Texte de lecture —
++++++++++++++++++++

On donne la parole au conférencier, Tiégo Tiemtoré, une figure bien connue de la communauté musulmane, partisan d’un islam qui s’appuie sur les dogmes tout en épousant les valeurs républicaines.

Que doit faire le musulman pour être utile à sa communauté et au Burkina ?, interroge d’emblée le conférencier. La réponse à cette question passe par trois préalables :
 Définir l’identité du musulman. Qui est-il ? Question éminemment métaphysique.
 Identifier les clés du vivre-ensemble
 Enoncer les défis du vivre-ensemble
Pour l’imam Tiemtoré, être musulman, c’est avoir un contrat avec le créateur qui vous impose des obligations et des devoirs. C’est le rapport vertical qui lie le croyant au créateur et c’est aussi le rapport horizontal qui le lie aux autres créatures.
Etre musulman, c’est aussi avoir une certaine éducation, remplir des obligations dont les cinq piliers de l’islam. L’objectif de la religion, dit-il, ce n’est pas de faire de l’homme un ange, mais l’amener à préférer tout aux hommes. Dans la prière, les différences sociales s’effacent, toutes les couleurs sont sur le même pied d’égalité. Le riche côtoie le pauvre, le gouverneur est sur la même rangée que le gouverné. Par la prière, le musulman riche apprend qu’il y a plus riche que lui. Dieu ! Ce n’est pas tout. Etre musulman, c’est être propre. Les ablutions avant la prière visent à laver le corps des impuretés, mais la vraie propreté, c’est celle qui est interne au croyant, la pureté dans sa relation au créateur. Le musulman, c’est celui qui éprouve les duretés de la vie, la faim par exemple. Souffrir, c’est une éducation à accepter l’altérité et la subjectivité. Seul, tu n’es rien. La complétude de l’individu suppose la reconnaissance d’autrui en tant qu’entité autonome. La Zakat recommandée au croyant musulman est une école de partage et de solidarité. « Si tu es milliardaire, explique le conférencier, sois solidaire parce qu’en réalité, c’est Dieu qui fait le bien à travers toi ».

Par le Hadj, le musulman effectue un retour à l’unicité de Dieu et il doit transmettre les vertus et les valeurs qu’il incarne. Dans la vie quotidienne et professionnelle, le musulman doit être un bâtisseur, il mène un combat à partir du poste qu’il occupe. « Le tailleur musulman ne donne pas de faux rendez-vous aux clients », martèle l’imam Tiemtoré, parce que « son lieu de travail est une mosquée où il doit accomplir correctement ses tâches », bien traiter les dossiers sans avoir besoin d’être contrôlé. Pour le conférencier, le musulman ne doit pas arriver en retard au bureau, ne pas travailler pas et repartir avant l’heure ». Eclats de rires dans la salle !

++++++++++++++++++++

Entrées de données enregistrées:
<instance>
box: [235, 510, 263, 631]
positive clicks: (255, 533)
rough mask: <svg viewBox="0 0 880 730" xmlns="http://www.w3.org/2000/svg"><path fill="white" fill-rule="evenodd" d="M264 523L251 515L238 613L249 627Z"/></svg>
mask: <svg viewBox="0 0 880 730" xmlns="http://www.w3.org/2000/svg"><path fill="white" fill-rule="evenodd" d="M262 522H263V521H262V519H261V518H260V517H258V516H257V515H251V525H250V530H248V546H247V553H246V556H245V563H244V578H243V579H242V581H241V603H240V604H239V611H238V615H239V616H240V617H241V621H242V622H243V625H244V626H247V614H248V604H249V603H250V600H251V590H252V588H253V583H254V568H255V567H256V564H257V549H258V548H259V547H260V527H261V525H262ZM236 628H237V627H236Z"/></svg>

++++++++++++++++++++

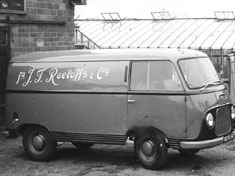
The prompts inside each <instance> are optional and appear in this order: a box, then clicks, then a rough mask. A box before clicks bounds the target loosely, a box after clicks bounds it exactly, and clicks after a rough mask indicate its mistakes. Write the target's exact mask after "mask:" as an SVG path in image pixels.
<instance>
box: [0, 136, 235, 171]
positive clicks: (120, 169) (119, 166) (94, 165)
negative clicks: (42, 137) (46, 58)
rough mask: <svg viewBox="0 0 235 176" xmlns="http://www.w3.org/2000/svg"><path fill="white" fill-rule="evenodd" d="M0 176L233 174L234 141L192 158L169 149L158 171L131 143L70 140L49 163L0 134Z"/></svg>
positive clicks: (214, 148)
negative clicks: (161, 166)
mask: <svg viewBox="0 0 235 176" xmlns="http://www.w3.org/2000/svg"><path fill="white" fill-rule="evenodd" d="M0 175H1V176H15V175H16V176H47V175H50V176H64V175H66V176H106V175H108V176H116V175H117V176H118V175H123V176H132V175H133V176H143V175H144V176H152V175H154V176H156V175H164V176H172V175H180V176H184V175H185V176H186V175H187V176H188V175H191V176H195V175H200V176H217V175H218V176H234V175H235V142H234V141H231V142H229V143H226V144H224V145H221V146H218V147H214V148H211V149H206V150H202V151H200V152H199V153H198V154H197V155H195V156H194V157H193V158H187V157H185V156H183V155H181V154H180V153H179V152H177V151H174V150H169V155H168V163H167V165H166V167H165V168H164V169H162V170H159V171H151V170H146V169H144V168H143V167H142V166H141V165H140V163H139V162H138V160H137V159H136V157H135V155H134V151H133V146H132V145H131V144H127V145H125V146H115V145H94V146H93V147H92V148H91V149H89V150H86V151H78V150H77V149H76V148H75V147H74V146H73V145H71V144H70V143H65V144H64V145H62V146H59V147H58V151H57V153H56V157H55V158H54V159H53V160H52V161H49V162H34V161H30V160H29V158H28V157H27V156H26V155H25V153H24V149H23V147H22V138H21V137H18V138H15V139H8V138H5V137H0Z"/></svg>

++++++++++++++++++++

La consigne —
Dans le texte, recopiez la partie qui s'ouvre sur les mots contenant « Que doit faire » et se ferme sur « Question éminemment métaphysique. », en remplaçant « Burkina » par « pays ». Les items forment un matériel à part, sans rapport avec le texte.

Solution rédigée —
Que doit faire le musulman pour être utile à sa communauté et au pays ?, interroge d’emblée le conférencier. La réponse à cette question passe par trois préalables :
 Définir l’identité du musulman. Qui est-il ? Question éminemment métaphysique.